** Stated goal **
Your copy should contain exactly the lines from the one that holds "Mark one point on every instance of the toy" through the end of the material, reproduced as written, with no pictures.

** Given data **
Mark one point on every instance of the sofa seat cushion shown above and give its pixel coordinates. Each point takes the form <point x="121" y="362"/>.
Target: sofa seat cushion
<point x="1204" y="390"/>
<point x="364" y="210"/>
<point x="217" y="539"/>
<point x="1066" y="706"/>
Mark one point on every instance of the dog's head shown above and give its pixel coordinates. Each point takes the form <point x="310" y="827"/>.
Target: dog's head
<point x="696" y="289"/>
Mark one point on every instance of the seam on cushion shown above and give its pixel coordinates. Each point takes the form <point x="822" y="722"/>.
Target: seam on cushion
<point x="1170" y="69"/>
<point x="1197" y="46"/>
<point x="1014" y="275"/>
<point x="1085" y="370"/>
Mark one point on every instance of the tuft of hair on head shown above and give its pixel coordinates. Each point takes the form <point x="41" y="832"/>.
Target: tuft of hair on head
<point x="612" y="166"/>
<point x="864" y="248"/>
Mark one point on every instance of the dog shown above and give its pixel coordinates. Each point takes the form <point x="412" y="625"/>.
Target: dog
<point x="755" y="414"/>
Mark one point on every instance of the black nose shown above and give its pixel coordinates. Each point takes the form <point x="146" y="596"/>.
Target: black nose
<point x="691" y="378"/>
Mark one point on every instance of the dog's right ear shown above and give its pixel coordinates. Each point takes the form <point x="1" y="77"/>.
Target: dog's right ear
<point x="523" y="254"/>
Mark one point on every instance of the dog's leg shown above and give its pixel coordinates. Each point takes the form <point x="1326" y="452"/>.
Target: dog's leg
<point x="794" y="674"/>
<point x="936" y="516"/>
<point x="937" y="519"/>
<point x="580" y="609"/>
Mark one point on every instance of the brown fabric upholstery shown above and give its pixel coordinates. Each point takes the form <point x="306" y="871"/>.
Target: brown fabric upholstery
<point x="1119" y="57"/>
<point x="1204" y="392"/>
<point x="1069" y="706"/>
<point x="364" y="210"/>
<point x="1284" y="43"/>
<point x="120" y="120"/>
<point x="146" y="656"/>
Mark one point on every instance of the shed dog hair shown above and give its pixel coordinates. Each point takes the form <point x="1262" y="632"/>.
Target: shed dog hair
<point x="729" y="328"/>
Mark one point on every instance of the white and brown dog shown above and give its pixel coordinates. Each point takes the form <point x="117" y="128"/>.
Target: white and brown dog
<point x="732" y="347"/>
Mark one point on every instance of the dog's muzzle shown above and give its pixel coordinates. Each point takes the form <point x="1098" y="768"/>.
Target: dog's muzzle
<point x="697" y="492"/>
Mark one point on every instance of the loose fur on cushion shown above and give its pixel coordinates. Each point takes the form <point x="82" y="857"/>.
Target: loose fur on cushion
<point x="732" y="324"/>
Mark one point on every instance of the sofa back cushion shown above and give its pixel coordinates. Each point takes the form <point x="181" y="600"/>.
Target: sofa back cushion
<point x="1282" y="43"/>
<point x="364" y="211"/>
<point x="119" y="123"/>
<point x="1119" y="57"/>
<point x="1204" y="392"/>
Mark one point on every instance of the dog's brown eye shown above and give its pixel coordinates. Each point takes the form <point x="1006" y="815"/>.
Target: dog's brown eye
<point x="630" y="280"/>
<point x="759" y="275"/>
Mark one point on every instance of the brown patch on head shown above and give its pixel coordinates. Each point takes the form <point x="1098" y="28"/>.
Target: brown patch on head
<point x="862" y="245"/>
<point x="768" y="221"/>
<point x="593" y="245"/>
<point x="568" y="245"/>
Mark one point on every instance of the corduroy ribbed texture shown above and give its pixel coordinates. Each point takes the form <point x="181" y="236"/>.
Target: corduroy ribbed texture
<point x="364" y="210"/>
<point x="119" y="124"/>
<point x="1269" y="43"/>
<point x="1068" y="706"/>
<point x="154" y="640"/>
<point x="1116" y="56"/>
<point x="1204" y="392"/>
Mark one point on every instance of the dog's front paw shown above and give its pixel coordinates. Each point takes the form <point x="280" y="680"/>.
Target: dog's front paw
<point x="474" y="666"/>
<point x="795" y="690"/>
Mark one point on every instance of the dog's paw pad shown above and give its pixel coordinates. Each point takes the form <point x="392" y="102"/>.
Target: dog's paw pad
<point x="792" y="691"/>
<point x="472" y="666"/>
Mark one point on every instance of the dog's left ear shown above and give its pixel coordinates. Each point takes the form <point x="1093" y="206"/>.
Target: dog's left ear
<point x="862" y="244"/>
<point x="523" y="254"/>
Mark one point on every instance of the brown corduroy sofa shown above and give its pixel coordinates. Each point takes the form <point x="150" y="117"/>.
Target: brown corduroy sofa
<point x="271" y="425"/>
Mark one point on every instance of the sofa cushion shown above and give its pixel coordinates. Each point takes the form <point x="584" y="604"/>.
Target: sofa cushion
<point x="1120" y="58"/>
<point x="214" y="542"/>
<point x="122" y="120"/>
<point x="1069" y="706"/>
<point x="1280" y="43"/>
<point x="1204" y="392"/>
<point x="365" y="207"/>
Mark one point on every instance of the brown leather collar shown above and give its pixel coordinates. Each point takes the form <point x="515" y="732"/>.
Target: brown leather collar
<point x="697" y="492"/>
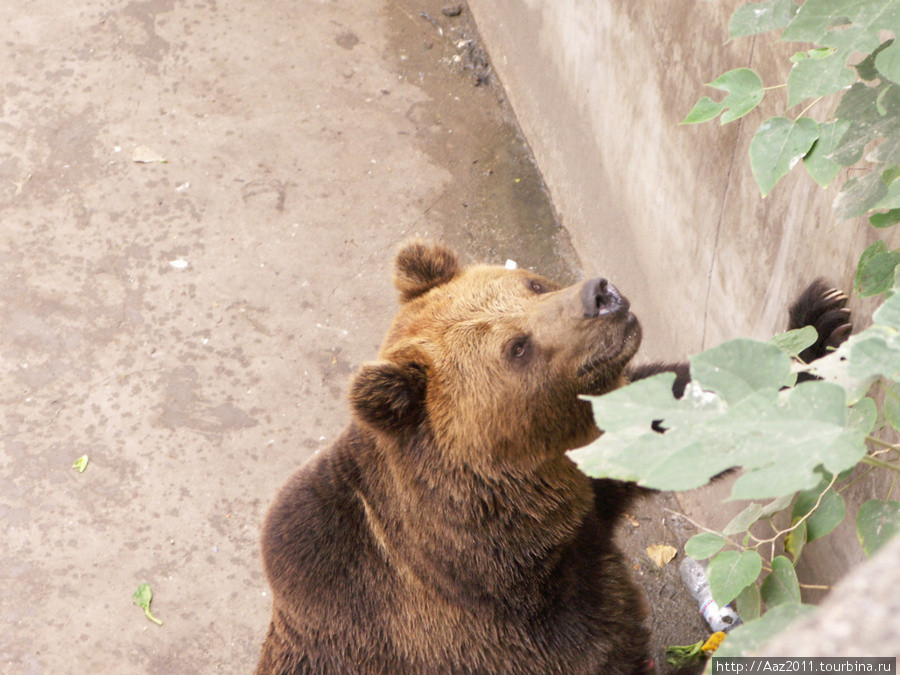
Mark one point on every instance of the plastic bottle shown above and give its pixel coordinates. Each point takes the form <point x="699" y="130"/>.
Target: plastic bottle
<point x="718" y="618"/>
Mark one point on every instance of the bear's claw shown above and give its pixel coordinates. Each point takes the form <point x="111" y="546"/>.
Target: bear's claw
<point x="824" y="308"/>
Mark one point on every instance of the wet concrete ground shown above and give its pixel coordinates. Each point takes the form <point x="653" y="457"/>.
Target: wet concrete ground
<point x="190" y="325"/>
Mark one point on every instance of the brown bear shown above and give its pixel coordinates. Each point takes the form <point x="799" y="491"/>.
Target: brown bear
<point x="446" y="530"/>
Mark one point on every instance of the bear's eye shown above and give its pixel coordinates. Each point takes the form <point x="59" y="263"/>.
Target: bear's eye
<point x="535" y="286"/>
<point x="519" y="349"/>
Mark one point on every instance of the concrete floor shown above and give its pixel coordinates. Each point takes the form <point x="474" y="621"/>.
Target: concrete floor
<point x="191" y="325"/>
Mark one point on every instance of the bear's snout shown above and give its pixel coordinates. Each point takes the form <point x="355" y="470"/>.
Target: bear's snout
<point x="599" y="297"/>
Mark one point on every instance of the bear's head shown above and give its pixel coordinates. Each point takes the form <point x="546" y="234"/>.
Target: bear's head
<point x="486" y="364"/>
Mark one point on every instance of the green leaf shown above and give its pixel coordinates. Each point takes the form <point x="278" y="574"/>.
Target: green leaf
<point x="887" y="61"/>
<point x="824" y="519"/>
<point x="704" y="545"/>
<point x="795" y="540"/>
<point x="892" y="406"/>
<point x="866" y="68"/>
<point x="761" y="17"/>
<point x="874" y="353"/>
<point x="749" y="603"/>
<point x="795" y="341"/>
<point x="875" y="273"/>
<point x="870" y="252"/>
<point x="704" y="110"/>
<point x="744" y="520"/>
<point x="730" y="572"/>
<point x="142" y="597"/>
<point x="777" y="505"/>
<point x="752" y="635"/>
<point x="781" y="585"/>
<point x="777" y="147"/>
<point x="732" y="414"/>
<point x="745" y="91"/>
<point x="818" y="162"/>
<point x="885" y="220"/>
<point x="863" y="415"/>
<point x="812" y="78"/>
<point x="876" y="523"/>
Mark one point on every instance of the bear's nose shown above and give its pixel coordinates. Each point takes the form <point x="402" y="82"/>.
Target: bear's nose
<point x="599" y="297"/>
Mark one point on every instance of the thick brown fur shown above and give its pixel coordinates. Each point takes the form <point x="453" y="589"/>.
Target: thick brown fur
<point x="446" y="530"/>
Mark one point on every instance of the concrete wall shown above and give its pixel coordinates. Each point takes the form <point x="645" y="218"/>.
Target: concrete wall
<point x="671" y="213"/>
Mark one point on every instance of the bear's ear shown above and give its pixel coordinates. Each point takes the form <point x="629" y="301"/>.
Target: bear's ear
<point x="421" y="266"/>
<point x="388" y="396"/>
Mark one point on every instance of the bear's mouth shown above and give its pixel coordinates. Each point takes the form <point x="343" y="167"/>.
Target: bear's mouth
<point x="616" y="350"/>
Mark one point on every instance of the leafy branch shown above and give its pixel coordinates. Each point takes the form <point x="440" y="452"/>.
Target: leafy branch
<point x="864" y="130"/>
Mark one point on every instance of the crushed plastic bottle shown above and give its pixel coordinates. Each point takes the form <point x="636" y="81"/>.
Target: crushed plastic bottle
<point x="718" y="618"/>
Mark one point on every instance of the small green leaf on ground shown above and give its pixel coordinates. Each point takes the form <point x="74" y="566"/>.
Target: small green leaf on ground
<point x="892" y="406"/>
<point x="887" y="61"/>
<point x="730" y="572"/>
<point x="826" y="517"/>
<point x="777" y="147"/>
<point x="795" y="540"/>
<point x="745" y="91"/>
<point x="781" y="586"/>
<point x="818" y="161"/>
<point x="875" y="274"/>
<point x="816" y="77"/>
<point x="752" y="635"/>
<point x="142" y="597"/>
<point x="704" y="545"/>
<point x="876" y="523"/>
<point x="795" y="341"/>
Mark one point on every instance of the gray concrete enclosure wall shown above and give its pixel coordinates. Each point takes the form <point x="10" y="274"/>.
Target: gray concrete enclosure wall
<point x="670" y="212"/>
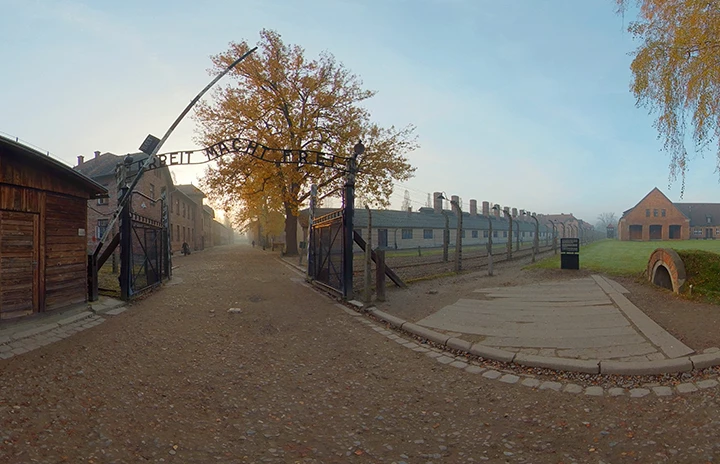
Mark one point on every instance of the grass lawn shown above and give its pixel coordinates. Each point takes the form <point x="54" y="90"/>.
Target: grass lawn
<point x="625" y="258"/>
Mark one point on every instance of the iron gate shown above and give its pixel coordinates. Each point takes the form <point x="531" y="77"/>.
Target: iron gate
<point x="146" y="259"/>
<point x="325" y="264"/>
<point x="143" y="247"/>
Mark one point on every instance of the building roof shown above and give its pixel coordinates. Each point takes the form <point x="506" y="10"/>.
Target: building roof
<point x="22" y="151"/>
<point x="190" y="190"/>
<point x="101" y="166"/>
<point x="698" y="213"/>
<point x="643" y="199"/>
<point x="425" y="218"/>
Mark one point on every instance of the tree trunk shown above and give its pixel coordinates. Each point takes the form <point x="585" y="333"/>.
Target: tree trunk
<point x="290" y="232"/>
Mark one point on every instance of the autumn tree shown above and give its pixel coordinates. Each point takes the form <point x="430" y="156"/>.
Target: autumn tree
<point x="676" y="73"/>
<point x="281" y="99"/>
<point x="604" y="219"/>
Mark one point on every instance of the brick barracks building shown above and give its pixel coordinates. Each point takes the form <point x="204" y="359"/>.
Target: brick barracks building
<point x="190" y="220"/>
<point x="655" y="217"/>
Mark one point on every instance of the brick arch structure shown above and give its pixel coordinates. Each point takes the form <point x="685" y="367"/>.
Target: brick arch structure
<point x="666" y="269"/>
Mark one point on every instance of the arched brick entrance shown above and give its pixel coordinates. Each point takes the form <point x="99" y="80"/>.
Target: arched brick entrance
<point x="666" y="269"/>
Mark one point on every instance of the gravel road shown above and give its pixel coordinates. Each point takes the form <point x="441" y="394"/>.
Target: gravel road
<point x="292" y="378"/>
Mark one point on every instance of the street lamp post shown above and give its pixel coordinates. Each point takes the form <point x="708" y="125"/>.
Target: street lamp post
<point x="458" y="239"/>
<point x="509" y="217"/>
<point x="348" y="212"/>
<point x="489" y="245"/>
<point x="446" y="236"/>
<point x="536" y="239"/>
<point x="554" y="224"/>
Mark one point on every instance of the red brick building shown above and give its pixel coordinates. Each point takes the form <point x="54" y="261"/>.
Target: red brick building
<point x="655" y="217"/>
<point x="184" y="216"/>
<point x="192" y="198"/>
<point x="101" y="169"/>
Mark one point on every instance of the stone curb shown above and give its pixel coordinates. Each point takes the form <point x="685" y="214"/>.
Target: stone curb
<point x="710" y="358"/>
<point x="558" y="364"/>
<point x="664" y="366"/>
<point x="701" y="361"/>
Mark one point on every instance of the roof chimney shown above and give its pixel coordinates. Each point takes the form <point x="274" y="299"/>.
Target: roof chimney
<point x="455" y="204"/>
<point x="473" y="207"/>
<point x="437" y="203"/>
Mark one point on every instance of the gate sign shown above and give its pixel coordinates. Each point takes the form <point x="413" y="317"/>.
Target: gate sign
<point x="248" y="147"/>
<point x="569" y="245"/>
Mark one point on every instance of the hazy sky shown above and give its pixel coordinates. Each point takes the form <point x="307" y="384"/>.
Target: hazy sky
<point x="519" y="102"/>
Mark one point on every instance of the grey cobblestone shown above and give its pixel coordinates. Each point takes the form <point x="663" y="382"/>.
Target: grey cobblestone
<point x="529" y="382"/>
<point x="639" y="392"/>
<point x="472" y="369"/>
<point x="709" y="383"/>
<point x="509" y="378"/>
<point x="459" y="364"/>
<point x="686" y="388"/>
<point x="573" y="388"/>
<point x="594" y="391"/>
<point x="662" y="391"/>
<point x="548" y="385"/>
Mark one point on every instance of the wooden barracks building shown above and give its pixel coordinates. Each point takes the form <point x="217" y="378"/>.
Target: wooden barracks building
<point x="43" y="217"/>
<point x="655" y="217"/>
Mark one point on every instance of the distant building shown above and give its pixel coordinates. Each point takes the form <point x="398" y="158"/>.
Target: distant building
<point x="655" y="217"/>
<point x="610" y="231"/>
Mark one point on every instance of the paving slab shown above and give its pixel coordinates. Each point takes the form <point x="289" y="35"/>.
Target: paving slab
<point x="582" y="320"/>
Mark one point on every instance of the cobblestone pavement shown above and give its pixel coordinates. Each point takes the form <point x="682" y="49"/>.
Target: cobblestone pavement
<point x="288" y="376"/>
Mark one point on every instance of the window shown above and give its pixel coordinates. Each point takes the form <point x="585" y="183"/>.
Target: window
<point x="101" y="228"/>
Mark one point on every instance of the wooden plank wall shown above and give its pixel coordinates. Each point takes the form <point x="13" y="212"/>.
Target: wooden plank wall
<point x="65" y="251"/>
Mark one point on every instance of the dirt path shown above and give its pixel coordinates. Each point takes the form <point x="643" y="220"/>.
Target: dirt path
<point x="292" y="378"/>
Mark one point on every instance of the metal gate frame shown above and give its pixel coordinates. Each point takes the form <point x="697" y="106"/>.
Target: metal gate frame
<point x="327" y="243"/>
<point x="144" y="250"/>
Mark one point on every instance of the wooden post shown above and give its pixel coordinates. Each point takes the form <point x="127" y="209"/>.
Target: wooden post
<point x="368" y="258"/>
<point x="92" y="277"/>
<point x="380" y="275"/>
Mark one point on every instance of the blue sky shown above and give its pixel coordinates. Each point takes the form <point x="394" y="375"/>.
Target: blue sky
<point x="523" y="103"/>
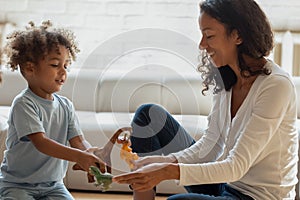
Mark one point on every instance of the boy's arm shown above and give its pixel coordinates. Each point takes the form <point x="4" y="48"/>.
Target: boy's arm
<point x="57" y="150"/>
<point x="79" y="142"/>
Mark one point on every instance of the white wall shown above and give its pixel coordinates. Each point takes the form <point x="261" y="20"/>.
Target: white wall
<point x="100" y="25"/>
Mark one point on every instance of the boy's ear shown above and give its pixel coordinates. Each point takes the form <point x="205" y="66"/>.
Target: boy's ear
<point x="237" y="37"/>
<point x="28" y="68"/>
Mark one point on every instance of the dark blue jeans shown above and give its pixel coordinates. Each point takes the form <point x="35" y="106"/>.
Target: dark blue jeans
<point x="156" y="132"/>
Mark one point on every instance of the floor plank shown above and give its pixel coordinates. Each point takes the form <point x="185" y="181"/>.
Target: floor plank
<point x="81" y="195"/>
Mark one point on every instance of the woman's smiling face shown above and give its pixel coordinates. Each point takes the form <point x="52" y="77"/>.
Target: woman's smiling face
<point x="219" y="44"/>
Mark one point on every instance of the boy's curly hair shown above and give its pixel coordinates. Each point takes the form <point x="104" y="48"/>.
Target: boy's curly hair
<point x="35" y="42"/>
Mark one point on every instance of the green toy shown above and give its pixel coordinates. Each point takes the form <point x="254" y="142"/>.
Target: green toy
<point x="103" y="180"/>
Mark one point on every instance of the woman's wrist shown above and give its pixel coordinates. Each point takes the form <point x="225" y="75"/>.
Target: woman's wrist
<point x="173" y="171"/>
<point x="170" y="159"/>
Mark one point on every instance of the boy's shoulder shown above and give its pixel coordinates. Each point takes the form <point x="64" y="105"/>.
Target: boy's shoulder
<point x="62" y="99"/>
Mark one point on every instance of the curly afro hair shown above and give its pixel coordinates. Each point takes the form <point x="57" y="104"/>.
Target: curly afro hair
<point x="35" y="42"/>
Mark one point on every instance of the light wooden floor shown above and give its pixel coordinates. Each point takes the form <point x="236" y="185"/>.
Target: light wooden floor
<point x="78" y="195"/>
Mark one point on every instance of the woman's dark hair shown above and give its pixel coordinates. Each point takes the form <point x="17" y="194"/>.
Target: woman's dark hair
<point x="35" y="42"/>
<point x="253" y="27"/>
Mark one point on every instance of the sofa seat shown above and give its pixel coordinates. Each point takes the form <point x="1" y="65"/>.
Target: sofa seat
<point x="106" y="100"/>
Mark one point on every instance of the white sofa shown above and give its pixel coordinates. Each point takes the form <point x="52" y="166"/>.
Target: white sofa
<point x="106" y="100"/>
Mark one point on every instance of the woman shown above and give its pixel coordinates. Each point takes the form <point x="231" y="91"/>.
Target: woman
<point x="249" y="150"/>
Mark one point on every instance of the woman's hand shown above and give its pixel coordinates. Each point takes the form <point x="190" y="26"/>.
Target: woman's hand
<point x="149" y="176"/>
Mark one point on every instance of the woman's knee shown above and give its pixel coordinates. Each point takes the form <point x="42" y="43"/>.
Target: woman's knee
<point x="15" y="194"/>
<point x="142" y="115"/>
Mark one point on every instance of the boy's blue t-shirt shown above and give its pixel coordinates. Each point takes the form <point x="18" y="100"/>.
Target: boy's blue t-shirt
<point x="22" y="162"/>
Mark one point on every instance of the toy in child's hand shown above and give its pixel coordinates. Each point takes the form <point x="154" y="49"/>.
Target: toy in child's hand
<point x="126" y="152"/>
<point x="103" y="180"/>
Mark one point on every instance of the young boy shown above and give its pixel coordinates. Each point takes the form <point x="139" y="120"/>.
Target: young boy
<point x="41" y="123"/>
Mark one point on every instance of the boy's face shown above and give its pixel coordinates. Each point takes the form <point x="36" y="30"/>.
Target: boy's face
<point x="48" y="76"/>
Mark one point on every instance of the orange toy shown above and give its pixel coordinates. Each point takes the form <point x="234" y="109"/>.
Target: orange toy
<point x="126" y="152"/>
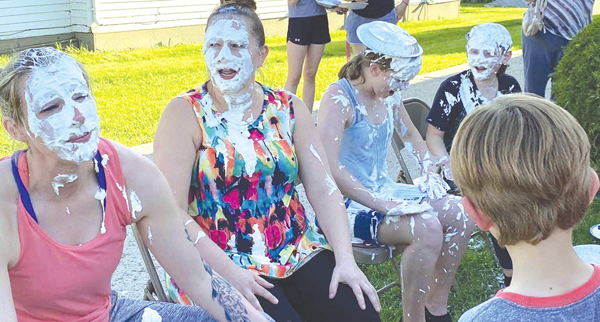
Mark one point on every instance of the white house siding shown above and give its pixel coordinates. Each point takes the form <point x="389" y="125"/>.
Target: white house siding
<point x="34" y="18"/>
<point x="126" y="15"/>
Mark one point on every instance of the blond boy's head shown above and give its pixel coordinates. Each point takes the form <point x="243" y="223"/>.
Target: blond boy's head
<point x="524" y="162"/>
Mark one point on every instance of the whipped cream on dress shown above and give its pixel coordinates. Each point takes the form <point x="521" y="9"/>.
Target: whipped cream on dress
<point x="61" y="110"/>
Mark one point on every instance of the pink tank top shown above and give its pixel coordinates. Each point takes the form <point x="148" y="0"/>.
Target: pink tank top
<point x="57" y="282"/>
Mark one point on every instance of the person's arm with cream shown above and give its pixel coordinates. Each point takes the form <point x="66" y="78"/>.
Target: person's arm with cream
<point x="435" y="143"/>
<point x="401" y="9"/>
<point x="161" y="229"/>
<point x="412" y="139"/>
<point x="430" y="182"/>
<point x="9" y="239"/>
<point x="326" y="200"/>
<point x="335" y="114"/>
<point x="177" y="139"/>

** In response **
Mark one point on every instance of the toy in child's hand shown above and give its pixel coordinates. Each point takes the form <point x="154" y="49"/>.
Target: toy in child's hand
<point x="126" y="152"/>
<point x="103" y="180"/>
Mark one point on every instance of the young boy shown above and give its pixel coordinates. Each point takes the form <point x="139" y="120"/>.
Target: young boy
<point x="41" y="123"/>
Mark one point on every instance of the boy's face shown above and give its pixel coordinates. Each point takes the form <point x="36" y="30"/>.
Target: boy's face
<point x="48" y="76"/>
Mark one point on every instance of the orange toy shown above and give its pixel coordinates. Each point takes the form <point x="234" y="109"/>.
Target: orange toy
<point x="126" y="152"/>
Mark one point on every instance of the white house siding shown above and give its pixel coordinates. Each point takes the form <point x="389" y="125"/>.
Target: white house siding
<point x="34" y="18"/>
<point x="126" y="15"/>
Mark one point on every instance of the blond boy's head shown above and give its pixel coordinates. Each point takes the form <point x="243" y="223"/>.
Target: blond boy's head
<point x="524" y="162"/>
Mark one point on every instance of the whipped cream on dress shown above and give its pixel coordinates. Each point takes the form <point x="521" y="9"/>.
Target: whipped cream on dress
<point x="61" y="110"/>
Mark one point on every instance of the pink tank top shown above and give its pixel coordinates. Each point takes the form <point x="148" y="0"/>.
Target: pink tank top
<point x="57" y="282"/>
Mark one point on every instance of the person's arm with cream shown above and give its pixel coordinates. Each point takes the form <point x="66" y="78"/>.
Target: person's arm with cream
<point x="435" y="143"/>
<point x="401" y="9"/>
<point x="161" y="229"/>
<point x="412" y="139"/>
<point x="430" y="182"/>
<point x="9" y="239"/>
<point x="326" y="200"/>
<point x="335" y="114"/>
<point x="177" y="139"/>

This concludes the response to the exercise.